■ **Exercise tasks**
a. In the Mawaru Penguindrum review, what does Himari make for her idol friends?
b. Write the next part of the Mawaru Penguindrum review, picking up right after its final sentence.

___ Passage to read ___

Mawaru Penguindrum is getting a little disturbing. Its world of fate and victims grows more insular. Is there any character in this show that isn’t connected to that wheel of fate of theirs?

In episode 14 we learn a lot about Yuri, we see her dump her lover from her theatre company and speed off in her fabulous red car, talking about haves and have nots until a memory of her One True Love (not Keiju) stops her. Interesting. Who is this person? It should have been obvious. And when the episode is not about Yuri it’s about Ringo. Well, Kanba gets a scene with slingshot girl (how easily he takes her down, too). But HIS mysteries are again left for a later explanation. His scene with Sanetoshi is more disturbing with his talk about the market managing the lives of children and dividing them into salvagable and unsalvagable. What do you have to do go from the latter to the former? What do Kanba and Shouma and Himari have to do? And Himari makes scarves for her idol friends and then throws them away, and they are reclaimed by Sanetoshi, himself fabulous. While my mind races around trying to figure out the significance.

___ Information supplied ___

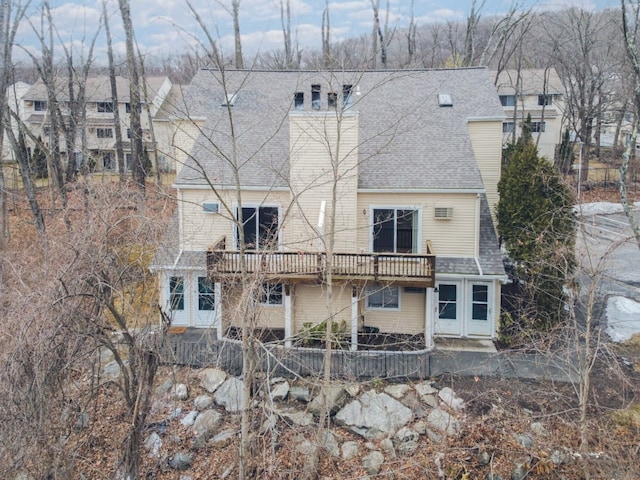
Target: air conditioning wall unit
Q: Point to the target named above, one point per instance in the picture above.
(443, 213)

___

■ **Responses for each task**
a. Scarves.

b.
But no, the episode really belongs to Ringo, even though she doesn’t do anything. Things happen to her. All of them bad. First we get Shouma rejecting her for a stupid reason: he feels he can never make up to her the fact that his parents killed her sister. How that justifies him treating her like a girlfriend he caught cheating, I have no idea. It was a callous and wrongheaded thing to do. None of them are responsible for what happened before. I’m hoping this show will make that an issue later on, but for right now it turns former instigator Ringo into a victim, and while instigator Ringo got tiresome, victim Ringo is fresh enough that I don’t yet mind.

It gets worse. Yuri grabs her and speeds her away in her fabulous red car for a fabulous max night at a hot springs inn. If it wasn’t for the darker side we’d seen of Yuri before, we’d think that this is just what Ringo needed. As it is, we’re waiting for the other shoe to drop, or rather, the drug to drop into Ringo’s drink. Yep, turns out Yuri’s lost love was Momoka, and in a moment of twisted irony, after Ringo had spent episodes trying to become her dead sister and resigning herself to the fact that she isn’t, now Yuri is treating her like she is, by drugging her and presumably, raping her. No matter how she behaved in the past, Ringo didn’t deserve that, hell, no one does. And you wonder if this is another indication of how the unsalvagable, the people on the unfortunate side of this two-tiered system the show imagines, gets treated by the fortunate. But if there is this wheel of fate going on, it should keep turning, and eventually bite Yuri on the ass. I’m looking forward to that.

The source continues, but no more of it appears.